_Your goal_:
Return the lines below word for word, starting with the line that contains "Question: For every instance of the wooden beam" and stopping after the line that contains "[(988, 604)]".

_Provided data_:
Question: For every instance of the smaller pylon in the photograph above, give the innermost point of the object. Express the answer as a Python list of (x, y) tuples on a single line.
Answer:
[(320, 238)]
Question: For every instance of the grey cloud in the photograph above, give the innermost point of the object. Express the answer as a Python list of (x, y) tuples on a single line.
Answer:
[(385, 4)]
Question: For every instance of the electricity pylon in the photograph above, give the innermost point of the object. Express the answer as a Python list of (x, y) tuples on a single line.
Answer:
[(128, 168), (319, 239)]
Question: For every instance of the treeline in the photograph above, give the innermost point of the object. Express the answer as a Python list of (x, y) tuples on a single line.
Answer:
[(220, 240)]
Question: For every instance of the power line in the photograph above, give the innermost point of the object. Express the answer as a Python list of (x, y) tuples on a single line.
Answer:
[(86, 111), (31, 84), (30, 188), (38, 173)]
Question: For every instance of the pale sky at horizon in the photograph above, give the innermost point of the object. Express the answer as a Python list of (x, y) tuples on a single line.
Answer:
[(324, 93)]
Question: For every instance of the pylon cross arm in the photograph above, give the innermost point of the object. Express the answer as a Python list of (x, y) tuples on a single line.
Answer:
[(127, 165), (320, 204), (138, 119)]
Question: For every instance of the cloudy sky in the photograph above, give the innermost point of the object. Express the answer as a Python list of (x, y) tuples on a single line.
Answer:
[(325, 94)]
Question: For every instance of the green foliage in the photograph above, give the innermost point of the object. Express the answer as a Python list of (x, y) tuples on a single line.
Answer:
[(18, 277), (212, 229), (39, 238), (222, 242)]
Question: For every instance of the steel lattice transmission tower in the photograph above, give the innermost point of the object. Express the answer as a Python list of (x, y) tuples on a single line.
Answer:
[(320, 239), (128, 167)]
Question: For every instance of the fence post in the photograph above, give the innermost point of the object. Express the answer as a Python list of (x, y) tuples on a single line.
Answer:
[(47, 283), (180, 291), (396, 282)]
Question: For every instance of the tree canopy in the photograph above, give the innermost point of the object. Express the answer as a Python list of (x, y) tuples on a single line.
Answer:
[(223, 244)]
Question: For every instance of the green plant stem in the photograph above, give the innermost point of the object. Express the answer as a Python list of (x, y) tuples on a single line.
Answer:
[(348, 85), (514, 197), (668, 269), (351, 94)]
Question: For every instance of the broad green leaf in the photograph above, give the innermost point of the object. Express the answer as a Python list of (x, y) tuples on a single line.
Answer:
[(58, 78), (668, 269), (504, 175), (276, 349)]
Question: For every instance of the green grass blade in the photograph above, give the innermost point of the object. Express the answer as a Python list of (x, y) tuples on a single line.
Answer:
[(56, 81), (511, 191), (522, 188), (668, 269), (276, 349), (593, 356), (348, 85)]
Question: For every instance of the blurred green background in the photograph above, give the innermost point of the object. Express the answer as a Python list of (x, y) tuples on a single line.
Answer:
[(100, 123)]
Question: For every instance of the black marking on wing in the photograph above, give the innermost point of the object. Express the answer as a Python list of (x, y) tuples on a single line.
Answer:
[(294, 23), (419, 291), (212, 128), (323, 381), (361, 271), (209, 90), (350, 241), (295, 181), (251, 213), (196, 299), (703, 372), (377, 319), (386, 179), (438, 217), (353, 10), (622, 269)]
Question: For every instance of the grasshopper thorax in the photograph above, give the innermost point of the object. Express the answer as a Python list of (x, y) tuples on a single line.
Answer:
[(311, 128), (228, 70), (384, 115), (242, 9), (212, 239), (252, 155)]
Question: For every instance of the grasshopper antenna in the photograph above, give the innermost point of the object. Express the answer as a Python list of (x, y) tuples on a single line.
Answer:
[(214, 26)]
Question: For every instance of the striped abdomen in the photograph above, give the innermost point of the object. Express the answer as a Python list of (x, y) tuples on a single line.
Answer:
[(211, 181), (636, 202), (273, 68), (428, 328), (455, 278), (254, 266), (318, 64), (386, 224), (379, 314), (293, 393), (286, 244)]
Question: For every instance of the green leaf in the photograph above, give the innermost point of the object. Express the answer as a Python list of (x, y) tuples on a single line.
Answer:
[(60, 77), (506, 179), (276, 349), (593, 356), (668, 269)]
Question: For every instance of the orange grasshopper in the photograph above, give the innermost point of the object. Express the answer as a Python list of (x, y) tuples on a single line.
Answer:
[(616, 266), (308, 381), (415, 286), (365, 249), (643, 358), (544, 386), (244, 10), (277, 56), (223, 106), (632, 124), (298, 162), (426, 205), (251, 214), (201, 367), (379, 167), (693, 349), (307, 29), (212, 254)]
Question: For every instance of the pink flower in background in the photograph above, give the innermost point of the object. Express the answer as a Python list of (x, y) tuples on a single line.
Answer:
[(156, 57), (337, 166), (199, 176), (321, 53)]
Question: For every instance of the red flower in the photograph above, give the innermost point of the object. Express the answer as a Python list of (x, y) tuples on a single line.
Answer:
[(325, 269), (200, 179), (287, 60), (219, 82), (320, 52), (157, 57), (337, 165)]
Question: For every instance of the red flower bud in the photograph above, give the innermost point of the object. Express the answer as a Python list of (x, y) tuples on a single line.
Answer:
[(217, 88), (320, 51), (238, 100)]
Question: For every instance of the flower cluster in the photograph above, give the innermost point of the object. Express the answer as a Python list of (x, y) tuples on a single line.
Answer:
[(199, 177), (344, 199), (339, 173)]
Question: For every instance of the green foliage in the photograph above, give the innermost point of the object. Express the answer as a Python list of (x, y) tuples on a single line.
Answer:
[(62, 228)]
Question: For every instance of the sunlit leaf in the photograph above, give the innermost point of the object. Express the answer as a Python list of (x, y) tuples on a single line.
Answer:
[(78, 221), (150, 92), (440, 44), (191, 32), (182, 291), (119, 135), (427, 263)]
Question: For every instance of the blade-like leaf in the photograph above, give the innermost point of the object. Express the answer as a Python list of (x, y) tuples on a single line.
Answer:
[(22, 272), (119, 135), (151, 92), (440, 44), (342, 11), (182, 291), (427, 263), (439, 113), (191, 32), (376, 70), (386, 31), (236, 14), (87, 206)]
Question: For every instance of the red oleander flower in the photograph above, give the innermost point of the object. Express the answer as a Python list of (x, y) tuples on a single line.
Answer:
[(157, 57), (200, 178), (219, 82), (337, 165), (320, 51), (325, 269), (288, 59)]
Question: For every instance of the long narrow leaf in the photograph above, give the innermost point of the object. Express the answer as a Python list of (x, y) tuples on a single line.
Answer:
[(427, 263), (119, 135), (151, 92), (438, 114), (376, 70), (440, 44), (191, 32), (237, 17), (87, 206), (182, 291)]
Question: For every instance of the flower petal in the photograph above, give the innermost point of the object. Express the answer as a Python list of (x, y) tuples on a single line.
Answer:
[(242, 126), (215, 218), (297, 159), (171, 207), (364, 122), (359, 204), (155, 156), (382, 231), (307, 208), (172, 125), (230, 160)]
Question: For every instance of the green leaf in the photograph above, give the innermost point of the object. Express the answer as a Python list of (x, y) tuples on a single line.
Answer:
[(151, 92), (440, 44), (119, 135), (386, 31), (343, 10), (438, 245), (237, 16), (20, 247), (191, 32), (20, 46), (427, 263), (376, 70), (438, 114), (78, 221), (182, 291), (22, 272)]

==

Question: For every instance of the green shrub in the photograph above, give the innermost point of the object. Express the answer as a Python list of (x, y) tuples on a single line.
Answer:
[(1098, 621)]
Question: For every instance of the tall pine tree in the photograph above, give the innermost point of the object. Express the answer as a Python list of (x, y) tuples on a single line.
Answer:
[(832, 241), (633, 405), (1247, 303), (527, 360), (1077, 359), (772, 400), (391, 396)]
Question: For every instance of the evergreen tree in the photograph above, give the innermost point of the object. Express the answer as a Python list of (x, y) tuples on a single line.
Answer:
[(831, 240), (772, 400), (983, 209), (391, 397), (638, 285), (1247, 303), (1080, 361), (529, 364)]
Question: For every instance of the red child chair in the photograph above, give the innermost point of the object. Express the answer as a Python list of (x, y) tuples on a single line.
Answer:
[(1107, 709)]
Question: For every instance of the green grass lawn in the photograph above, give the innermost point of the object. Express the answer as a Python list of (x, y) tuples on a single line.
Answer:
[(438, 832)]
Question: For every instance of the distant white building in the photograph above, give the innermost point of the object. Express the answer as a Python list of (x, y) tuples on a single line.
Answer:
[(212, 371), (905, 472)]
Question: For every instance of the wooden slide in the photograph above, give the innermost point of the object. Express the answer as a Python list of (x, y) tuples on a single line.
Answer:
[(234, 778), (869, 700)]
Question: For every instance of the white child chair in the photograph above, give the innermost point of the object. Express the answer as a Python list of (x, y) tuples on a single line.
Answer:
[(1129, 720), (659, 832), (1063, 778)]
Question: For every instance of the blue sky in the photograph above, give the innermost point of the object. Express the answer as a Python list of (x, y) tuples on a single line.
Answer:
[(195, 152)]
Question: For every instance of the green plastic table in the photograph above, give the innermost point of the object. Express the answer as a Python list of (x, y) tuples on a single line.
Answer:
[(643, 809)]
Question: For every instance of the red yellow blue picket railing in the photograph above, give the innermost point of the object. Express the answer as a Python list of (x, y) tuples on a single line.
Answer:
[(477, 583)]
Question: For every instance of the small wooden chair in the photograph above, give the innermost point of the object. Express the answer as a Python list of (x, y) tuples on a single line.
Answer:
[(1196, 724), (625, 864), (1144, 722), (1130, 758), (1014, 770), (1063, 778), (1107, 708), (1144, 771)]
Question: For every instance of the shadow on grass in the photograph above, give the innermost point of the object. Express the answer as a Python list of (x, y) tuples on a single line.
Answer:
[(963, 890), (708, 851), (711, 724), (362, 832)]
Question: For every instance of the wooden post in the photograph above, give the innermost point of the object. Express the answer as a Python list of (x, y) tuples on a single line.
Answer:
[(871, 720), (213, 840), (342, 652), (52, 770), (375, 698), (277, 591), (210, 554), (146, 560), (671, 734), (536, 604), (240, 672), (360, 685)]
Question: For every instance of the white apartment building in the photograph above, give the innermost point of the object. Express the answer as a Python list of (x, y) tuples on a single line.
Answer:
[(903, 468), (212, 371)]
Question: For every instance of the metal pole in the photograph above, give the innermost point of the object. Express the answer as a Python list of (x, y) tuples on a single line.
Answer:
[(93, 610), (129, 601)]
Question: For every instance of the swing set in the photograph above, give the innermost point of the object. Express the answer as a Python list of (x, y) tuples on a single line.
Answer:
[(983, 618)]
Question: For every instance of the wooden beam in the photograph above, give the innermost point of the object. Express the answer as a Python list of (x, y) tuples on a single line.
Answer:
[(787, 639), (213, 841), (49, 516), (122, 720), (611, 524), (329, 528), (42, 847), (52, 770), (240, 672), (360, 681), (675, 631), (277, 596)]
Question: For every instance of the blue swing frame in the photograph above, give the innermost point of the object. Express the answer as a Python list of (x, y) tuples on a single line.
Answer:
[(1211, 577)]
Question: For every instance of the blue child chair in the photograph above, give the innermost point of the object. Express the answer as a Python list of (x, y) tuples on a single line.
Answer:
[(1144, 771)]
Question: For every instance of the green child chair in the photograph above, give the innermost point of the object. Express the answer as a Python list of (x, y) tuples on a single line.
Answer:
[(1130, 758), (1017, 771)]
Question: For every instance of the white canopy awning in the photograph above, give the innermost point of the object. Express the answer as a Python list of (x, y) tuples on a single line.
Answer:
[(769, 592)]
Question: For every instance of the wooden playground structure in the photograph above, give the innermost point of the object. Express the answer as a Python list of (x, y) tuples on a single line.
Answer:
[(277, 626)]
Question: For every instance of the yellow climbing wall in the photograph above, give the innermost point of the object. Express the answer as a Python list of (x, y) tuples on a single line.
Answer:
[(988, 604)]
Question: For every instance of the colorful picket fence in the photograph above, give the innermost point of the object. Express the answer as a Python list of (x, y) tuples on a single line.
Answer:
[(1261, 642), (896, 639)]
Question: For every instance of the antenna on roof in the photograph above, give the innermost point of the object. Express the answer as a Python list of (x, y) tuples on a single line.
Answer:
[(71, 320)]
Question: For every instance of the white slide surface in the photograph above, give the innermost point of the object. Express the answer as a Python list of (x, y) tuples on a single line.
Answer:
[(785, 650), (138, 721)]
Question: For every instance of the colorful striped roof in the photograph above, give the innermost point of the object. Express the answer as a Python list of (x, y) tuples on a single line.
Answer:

_Output of the exercise_:
Question: For every instance of the wooden beam in the photograph above, give the innermost point of the object. Express the answer as a Python list of (x, y) tuples on a single line.
Answer:
[(787, 639), (213, 841), (49, 516), (122, 720), (611, 524), (329, 528), (42, 847), (52, 770), (240, 672), (360, 681), (675, 631), (277, 596)]
Question: For every instance of the blue swing frame in the photograph above, give the innermost point of the object. Express the answer as a Python list of (x, y) tuples on a single line.
Answer:
[(1211, 577)]
Question: For every instance of the blue child chair in the photograph above, give the innermost point of the object. Express the answer as a Python list of (x, y) tuples on a single line.
Answer:
[(1144, 771)]
Question: For every instance of the green child chair in the photograph above, give the innermost point of the object. Express the answer as a Python list of (x, y) tuples on a single line.
Answer:
[(1130, 758), (1017, 771)]
Question: For every instance of the white canopy awning in the photograph above, give the innermost point of the object. Express the answer as a Python list of (x, y) tuples on a single line.
Answer:
[(769, 592)]
Question: For every instance of the wooden playground structure in the photograph above, give the innermost point of the object. Express the answer as a Python list of (x, y) tuples on a single line.
Answer:
[(277, 626)]
Question: For every instance of the yellow climbing wall in the photograph above, give the innermost point of the object. Express the answer as a Python list of (x, y) tuples on a single line.
Answer:
[(988, 604)]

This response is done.